[[ STUDY MATERIAL, beginning ]]

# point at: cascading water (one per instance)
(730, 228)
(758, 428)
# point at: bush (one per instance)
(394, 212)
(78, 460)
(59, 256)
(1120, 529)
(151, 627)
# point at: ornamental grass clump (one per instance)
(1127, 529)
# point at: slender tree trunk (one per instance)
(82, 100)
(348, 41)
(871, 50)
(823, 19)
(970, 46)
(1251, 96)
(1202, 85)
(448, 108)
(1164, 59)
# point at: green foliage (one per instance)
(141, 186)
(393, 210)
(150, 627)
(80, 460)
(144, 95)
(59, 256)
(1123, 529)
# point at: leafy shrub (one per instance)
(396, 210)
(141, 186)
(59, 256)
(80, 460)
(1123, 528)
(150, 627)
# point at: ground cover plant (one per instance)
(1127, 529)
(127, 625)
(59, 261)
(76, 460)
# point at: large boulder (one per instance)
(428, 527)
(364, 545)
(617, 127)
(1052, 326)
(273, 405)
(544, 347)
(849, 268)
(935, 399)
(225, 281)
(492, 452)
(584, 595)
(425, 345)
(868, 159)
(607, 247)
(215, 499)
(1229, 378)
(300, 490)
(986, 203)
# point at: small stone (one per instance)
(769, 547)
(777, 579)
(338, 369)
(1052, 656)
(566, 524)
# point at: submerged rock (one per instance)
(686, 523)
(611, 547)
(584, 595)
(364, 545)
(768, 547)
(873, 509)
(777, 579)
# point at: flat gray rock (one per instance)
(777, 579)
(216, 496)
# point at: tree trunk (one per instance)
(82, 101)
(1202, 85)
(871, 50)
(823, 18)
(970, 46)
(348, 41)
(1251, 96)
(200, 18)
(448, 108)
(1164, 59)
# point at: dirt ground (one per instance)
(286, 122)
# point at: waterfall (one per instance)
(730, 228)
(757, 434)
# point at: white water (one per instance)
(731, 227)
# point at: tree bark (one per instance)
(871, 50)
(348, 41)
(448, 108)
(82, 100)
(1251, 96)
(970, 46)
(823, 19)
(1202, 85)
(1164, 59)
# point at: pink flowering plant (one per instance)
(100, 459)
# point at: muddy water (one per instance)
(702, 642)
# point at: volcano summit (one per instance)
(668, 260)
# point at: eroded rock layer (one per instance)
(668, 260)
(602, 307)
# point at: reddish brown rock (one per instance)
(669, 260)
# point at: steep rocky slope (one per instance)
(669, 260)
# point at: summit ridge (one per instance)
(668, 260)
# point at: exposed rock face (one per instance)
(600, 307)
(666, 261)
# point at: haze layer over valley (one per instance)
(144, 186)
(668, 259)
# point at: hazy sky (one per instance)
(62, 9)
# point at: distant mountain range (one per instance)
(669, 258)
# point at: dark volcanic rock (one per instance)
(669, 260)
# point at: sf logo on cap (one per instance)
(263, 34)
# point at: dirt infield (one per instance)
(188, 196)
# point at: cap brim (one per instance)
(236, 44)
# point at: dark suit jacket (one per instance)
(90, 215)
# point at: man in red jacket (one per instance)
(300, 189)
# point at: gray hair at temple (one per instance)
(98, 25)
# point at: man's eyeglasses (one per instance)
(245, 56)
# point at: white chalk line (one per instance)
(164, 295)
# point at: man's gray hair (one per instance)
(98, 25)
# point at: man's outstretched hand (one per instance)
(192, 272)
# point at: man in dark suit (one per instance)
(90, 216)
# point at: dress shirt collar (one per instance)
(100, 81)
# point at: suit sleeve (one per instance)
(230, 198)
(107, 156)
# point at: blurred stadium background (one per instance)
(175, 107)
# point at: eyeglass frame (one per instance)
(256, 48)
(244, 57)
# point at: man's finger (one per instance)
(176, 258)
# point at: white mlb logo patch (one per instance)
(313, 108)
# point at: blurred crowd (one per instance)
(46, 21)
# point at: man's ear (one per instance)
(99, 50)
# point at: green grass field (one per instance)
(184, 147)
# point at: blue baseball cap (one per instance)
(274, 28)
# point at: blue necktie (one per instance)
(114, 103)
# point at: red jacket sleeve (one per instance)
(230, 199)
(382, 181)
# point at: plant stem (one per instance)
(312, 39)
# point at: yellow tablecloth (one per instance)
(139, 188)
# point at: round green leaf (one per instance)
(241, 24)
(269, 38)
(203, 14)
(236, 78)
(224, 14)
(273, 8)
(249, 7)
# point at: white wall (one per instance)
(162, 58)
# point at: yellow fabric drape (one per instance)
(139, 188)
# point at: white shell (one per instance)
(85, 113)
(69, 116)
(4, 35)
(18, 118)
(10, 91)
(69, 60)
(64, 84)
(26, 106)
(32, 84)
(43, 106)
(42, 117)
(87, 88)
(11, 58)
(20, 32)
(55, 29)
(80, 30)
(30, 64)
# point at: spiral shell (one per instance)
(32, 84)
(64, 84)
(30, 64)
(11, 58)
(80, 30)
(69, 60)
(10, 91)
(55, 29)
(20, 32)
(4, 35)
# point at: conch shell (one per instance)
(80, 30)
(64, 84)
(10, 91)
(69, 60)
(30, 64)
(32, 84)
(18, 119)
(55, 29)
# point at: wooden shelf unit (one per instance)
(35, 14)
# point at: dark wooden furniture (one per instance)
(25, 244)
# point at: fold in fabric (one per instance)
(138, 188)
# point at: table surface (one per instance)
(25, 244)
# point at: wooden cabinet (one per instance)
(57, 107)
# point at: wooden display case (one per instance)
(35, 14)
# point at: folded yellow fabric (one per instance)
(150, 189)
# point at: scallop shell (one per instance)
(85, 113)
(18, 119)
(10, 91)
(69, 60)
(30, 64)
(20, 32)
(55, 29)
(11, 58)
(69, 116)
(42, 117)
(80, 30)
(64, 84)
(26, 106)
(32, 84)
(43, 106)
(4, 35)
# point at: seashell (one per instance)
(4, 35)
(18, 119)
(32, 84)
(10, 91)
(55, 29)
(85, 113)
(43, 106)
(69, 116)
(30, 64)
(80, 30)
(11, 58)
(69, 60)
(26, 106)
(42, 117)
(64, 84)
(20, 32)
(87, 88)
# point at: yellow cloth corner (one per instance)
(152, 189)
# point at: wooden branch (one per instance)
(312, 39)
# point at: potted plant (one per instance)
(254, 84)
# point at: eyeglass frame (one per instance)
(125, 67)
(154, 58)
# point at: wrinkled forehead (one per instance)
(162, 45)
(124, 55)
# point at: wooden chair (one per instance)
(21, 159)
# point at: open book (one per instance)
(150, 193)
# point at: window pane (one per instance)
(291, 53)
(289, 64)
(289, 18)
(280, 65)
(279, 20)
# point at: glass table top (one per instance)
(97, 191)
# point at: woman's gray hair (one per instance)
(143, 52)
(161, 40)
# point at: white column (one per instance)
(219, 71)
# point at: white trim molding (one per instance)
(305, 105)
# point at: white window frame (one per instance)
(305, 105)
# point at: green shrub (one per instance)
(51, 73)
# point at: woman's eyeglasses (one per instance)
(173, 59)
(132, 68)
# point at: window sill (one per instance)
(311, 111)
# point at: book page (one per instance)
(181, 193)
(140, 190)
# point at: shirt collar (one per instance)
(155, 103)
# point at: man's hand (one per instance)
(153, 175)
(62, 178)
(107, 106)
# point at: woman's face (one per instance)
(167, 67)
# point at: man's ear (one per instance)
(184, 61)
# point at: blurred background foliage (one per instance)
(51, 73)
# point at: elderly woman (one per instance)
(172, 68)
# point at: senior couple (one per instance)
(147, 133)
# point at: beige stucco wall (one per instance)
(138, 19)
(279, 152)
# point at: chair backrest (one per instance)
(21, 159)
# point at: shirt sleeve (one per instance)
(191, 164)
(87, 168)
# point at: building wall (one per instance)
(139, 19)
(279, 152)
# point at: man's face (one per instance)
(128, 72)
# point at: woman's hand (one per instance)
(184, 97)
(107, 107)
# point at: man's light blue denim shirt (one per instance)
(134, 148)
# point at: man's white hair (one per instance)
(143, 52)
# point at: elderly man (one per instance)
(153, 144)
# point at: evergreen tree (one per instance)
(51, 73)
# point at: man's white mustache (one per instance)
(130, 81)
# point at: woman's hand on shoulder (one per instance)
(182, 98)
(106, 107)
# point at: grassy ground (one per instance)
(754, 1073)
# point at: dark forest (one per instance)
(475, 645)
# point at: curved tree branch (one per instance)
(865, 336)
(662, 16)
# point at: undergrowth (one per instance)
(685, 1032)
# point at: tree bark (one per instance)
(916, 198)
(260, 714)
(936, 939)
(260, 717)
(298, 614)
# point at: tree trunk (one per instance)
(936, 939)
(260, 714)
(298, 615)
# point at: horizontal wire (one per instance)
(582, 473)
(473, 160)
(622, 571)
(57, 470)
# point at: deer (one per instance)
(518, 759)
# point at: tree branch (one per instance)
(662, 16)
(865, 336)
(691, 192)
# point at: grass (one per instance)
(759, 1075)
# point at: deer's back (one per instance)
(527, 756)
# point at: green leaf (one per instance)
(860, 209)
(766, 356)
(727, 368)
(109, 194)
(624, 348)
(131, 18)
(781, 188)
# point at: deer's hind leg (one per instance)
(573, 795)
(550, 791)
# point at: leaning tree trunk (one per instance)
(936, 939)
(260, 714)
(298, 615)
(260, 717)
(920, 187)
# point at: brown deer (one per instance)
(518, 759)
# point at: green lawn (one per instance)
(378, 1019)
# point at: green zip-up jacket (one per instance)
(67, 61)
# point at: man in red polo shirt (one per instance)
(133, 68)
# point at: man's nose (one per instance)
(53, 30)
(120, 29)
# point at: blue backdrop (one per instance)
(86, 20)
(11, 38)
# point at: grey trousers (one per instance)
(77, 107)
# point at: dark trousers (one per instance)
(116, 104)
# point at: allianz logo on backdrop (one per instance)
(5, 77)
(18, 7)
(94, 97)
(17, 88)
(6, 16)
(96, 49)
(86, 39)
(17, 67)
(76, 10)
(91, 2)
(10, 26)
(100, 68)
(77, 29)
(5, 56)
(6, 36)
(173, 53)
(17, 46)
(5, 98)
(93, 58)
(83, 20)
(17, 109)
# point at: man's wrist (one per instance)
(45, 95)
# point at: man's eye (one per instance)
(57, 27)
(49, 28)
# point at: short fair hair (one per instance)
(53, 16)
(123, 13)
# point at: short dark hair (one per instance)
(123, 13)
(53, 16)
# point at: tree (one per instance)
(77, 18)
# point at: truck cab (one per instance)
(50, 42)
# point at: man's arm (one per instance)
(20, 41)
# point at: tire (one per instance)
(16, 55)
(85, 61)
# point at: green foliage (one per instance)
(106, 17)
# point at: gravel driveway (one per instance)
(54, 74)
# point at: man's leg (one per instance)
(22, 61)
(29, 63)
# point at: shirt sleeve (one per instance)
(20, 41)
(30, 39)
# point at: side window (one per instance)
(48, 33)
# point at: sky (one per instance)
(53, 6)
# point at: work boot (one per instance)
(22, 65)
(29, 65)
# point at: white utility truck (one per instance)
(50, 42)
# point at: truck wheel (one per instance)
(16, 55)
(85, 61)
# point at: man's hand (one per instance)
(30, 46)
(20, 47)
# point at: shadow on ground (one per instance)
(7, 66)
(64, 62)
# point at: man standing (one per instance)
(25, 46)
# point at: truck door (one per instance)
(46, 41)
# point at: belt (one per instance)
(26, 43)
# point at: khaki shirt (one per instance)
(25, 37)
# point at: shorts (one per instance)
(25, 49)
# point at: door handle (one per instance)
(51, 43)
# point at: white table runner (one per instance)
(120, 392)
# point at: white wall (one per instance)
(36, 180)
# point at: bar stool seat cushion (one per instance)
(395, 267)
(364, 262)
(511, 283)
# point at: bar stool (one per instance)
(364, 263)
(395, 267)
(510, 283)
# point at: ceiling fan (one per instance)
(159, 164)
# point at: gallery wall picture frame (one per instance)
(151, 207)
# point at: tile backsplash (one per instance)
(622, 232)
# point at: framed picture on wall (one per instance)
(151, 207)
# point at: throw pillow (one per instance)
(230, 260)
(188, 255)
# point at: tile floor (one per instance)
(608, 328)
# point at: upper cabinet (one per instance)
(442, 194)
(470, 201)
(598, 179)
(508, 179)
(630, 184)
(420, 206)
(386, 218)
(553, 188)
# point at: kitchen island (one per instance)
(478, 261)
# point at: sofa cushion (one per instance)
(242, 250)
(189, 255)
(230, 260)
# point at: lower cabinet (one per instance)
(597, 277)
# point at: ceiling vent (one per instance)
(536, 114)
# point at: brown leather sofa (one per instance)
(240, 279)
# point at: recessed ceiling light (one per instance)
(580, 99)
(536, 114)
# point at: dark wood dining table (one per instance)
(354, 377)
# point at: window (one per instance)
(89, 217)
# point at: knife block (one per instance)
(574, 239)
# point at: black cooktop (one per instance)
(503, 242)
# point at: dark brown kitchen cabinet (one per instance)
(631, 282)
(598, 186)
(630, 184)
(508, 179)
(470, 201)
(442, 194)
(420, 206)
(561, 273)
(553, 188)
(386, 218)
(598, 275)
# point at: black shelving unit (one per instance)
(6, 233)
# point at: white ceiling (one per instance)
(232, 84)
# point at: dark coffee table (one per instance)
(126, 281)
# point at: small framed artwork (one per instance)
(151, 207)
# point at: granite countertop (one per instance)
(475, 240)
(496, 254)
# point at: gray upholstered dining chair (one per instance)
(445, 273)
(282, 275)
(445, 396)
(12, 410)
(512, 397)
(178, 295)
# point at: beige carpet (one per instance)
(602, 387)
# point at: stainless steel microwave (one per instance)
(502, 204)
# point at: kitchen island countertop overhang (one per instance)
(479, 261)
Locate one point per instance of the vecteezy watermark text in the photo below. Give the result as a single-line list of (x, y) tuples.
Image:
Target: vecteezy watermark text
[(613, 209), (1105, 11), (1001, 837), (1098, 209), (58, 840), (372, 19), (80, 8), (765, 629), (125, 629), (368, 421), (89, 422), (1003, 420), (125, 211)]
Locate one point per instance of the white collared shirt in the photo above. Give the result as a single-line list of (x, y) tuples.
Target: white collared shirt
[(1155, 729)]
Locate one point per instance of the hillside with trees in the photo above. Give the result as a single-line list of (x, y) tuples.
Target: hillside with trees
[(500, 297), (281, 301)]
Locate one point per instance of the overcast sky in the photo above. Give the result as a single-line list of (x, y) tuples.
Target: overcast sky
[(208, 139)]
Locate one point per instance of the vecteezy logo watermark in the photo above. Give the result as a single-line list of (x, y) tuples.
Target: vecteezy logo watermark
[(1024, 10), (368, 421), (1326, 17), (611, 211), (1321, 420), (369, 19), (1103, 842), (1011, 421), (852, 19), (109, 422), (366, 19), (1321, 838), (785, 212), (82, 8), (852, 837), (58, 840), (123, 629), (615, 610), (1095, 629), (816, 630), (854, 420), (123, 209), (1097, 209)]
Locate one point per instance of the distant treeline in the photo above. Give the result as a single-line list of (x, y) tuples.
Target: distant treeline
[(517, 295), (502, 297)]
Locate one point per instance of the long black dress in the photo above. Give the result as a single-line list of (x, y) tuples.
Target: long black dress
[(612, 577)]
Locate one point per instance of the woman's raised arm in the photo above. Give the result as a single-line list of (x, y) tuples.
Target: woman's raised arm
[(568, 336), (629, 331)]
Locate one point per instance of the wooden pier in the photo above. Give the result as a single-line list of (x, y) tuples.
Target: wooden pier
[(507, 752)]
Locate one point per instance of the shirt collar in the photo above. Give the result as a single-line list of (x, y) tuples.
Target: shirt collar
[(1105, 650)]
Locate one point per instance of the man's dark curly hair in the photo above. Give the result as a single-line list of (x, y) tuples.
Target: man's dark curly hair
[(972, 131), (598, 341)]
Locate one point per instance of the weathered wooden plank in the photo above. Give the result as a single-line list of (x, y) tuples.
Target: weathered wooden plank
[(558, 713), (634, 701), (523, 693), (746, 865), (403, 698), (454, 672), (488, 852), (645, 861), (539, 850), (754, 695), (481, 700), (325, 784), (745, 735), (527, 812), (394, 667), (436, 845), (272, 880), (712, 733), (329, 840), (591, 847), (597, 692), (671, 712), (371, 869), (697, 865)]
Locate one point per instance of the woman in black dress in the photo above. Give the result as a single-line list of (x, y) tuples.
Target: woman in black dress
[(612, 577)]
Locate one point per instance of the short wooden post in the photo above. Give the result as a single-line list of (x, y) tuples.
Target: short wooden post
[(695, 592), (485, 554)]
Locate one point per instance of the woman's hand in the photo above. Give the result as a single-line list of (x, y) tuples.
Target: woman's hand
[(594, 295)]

[[ STUDY MATERIAL, end ]]

§ **AIM OF THE EXERCISE**:
Quote only the lines from the one containing "Locate one point per instance of the woman in" through the final line of the records, with both ends included.

§ **FINAL ANSWER**:
Locate one point per instance of the woman in black dress in the photo above. Give the result as a single-line list of (x, y) tuples.
Target: woman in black dress
[(612, 577)]
Locate one point per instance of the short wooden post in the photo above. Give the result as a single-line list of (x, y) tuples.
Target: short wooden post
[(695, 592), (485, 554)]
Locate one point per instance of the woman's hand in the photo above. Give the result as a single-line list of (x, y) tuples.
Target: woman's hand
[(594, 295)]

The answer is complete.